◆ **TASK DIRECTIONS**
Given the listing below, output exactly the line containing "As a courtesy, could you identify the white sun" and every line after it through the end.

◆ **ENTRIES SUPPLIED**

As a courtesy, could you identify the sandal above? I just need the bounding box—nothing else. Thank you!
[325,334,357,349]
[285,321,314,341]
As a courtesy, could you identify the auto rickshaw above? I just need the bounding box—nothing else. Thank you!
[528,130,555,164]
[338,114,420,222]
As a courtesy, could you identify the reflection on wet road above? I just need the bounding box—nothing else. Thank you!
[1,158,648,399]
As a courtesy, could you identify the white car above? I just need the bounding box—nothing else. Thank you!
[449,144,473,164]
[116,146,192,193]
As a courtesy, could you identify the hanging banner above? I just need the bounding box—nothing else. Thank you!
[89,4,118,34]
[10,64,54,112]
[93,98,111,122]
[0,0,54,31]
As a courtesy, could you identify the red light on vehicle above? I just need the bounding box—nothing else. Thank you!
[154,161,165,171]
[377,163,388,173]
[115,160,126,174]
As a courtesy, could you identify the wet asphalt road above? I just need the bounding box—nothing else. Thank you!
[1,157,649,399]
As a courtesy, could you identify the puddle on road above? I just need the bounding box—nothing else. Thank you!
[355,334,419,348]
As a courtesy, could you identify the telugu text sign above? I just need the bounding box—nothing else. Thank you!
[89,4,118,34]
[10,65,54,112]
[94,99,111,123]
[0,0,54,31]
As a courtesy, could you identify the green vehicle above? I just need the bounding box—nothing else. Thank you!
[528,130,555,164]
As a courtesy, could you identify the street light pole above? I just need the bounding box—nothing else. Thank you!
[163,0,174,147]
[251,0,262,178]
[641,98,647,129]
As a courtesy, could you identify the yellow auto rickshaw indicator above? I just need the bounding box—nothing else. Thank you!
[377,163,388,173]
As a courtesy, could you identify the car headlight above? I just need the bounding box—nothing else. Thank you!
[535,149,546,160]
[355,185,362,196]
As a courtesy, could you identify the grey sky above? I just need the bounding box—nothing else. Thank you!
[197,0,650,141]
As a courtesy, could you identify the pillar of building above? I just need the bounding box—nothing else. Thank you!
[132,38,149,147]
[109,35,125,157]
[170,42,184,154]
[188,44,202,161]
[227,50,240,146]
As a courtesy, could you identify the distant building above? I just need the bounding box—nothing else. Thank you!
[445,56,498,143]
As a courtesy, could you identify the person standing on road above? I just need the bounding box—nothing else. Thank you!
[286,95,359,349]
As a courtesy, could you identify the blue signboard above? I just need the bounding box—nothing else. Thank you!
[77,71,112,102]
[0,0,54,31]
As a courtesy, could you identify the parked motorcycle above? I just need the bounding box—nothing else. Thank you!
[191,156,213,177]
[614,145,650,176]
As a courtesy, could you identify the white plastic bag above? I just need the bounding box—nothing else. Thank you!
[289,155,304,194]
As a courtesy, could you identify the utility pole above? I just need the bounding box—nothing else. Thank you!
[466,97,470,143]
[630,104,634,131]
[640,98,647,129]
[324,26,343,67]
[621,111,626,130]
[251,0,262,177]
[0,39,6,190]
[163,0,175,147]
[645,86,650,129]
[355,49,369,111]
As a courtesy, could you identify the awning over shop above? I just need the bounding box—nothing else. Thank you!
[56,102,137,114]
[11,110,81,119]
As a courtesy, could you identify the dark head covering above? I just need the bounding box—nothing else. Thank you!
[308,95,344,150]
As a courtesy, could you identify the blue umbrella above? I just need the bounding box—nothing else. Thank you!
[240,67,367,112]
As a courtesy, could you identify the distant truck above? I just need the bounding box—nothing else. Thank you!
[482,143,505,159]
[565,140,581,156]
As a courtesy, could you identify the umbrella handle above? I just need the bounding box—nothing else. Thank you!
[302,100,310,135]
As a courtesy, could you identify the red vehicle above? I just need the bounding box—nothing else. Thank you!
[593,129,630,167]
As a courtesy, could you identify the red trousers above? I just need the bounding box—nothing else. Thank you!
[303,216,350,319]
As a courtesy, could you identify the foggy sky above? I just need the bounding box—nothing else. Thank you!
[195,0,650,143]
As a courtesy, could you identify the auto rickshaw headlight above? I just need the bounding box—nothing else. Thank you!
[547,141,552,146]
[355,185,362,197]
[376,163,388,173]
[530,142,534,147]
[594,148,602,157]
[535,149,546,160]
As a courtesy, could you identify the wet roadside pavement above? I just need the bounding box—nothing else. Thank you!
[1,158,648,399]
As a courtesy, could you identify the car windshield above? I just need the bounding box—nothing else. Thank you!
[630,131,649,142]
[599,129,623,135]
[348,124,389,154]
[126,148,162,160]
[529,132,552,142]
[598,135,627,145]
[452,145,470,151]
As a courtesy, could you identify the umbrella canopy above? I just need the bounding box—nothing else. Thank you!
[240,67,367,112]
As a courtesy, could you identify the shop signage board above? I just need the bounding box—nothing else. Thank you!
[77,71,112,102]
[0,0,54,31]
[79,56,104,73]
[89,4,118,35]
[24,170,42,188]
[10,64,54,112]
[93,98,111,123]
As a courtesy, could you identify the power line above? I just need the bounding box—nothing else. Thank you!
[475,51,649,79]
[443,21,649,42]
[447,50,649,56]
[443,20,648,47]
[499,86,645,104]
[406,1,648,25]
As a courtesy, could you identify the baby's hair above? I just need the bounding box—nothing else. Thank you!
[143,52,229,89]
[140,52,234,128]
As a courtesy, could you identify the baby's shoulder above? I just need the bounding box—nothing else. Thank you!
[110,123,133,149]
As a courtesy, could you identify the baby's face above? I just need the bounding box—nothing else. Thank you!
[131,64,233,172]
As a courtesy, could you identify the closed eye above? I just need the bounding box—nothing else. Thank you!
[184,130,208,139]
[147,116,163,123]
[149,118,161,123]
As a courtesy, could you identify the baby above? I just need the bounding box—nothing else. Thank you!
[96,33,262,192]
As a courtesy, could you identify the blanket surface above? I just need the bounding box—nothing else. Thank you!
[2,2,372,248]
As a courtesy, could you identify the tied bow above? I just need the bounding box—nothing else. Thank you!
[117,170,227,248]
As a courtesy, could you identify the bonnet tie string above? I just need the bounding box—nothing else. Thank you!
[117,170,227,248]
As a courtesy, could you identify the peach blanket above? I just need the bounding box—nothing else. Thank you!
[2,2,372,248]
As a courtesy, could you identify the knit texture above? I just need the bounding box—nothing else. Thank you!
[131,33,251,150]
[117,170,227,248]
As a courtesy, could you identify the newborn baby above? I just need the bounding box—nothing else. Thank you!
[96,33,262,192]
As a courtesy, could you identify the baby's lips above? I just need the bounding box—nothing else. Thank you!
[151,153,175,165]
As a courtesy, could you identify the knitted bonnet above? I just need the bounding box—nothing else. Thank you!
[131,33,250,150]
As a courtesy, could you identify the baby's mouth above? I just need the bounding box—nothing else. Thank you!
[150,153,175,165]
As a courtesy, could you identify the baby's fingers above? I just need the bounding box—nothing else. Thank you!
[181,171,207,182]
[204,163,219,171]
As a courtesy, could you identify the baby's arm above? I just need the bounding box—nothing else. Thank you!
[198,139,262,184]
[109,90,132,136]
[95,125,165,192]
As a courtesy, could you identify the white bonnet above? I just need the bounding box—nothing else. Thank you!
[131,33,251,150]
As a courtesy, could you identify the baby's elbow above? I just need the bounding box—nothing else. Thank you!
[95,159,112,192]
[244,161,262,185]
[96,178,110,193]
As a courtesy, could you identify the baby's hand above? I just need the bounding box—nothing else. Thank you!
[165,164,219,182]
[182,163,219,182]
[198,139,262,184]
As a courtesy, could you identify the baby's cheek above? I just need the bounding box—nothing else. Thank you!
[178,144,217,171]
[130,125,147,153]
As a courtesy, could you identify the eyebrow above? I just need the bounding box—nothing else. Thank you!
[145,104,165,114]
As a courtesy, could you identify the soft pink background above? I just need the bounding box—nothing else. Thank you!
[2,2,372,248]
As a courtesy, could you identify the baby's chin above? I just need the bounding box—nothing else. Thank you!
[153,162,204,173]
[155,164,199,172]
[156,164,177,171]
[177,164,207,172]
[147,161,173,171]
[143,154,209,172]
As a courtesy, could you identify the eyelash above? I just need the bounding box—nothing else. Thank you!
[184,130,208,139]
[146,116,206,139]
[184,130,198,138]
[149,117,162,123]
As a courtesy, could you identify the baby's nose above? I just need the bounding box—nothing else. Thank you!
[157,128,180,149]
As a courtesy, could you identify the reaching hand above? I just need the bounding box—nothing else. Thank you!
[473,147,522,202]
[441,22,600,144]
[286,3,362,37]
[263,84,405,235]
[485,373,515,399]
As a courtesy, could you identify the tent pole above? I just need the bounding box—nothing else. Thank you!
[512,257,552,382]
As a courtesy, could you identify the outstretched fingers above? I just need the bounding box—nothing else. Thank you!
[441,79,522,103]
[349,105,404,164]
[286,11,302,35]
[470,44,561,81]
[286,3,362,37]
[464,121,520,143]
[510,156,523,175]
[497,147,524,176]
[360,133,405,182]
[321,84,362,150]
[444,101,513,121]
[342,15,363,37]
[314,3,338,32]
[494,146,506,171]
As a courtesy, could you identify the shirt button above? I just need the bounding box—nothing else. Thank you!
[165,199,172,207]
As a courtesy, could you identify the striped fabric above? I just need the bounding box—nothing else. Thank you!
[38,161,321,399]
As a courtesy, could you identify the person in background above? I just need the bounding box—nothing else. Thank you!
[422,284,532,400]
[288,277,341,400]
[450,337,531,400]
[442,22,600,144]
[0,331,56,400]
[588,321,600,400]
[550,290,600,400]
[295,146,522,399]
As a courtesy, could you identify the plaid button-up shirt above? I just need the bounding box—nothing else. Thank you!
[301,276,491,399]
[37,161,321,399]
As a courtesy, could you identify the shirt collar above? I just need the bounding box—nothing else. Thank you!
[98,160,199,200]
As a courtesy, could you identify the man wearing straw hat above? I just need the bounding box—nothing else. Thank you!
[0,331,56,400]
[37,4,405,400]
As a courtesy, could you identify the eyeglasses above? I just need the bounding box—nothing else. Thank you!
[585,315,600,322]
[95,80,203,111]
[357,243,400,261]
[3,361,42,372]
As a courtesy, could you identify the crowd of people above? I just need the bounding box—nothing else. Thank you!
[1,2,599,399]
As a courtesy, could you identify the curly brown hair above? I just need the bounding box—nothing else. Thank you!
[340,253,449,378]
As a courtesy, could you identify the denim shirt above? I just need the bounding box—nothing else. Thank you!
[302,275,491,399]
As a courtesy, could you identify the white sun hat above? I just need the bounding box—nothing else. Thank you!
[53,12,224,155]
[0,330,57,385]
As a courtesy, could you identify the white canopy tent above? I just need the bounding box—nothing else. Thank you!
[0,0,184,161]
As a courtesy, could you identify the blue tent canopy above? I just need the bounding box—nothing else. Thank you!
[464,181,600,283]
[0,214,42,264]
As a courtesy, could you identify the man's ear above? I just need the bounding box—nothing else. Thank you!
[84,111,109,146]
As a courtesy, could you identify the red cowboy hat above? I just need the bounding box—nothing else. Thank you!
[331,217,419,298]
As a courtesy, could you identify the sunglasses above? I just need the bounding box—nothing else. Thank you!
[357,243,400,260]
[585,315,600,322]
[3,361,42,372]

◆ **WORKED SOLUTION**
As a courtesy, could you identify the white sun hat above? I just need the bounding box—nothing else. Thank you!
[53,12,224,155]
[0,330,57,385]
As a courtesy, could you identify the white canopy tent above? I just need the bounding box—nothing else. Thank you!
[0,0,184,161]
As a courtesy, could you identify the blue tent canopy above? I just need the bounding box—nothing else. Thank you!
[464,181,600,283]
[0,214,42,264]
As a courtesy, could you identify the man's ear above? I just need the bounding box—nothing else. Thank you!
[84,111,109,146]
As a courtesy, could you identify the red cowboy hat above? I just need the bounding box—nothing else. Thank you!
[331,217,419,298]
As a courtesy, could you identify the sunglasses above? I just need the bounding box—nothing else. Thank you!
[357,243,400,260]
[585,315,600,322]
[3,361,42,372]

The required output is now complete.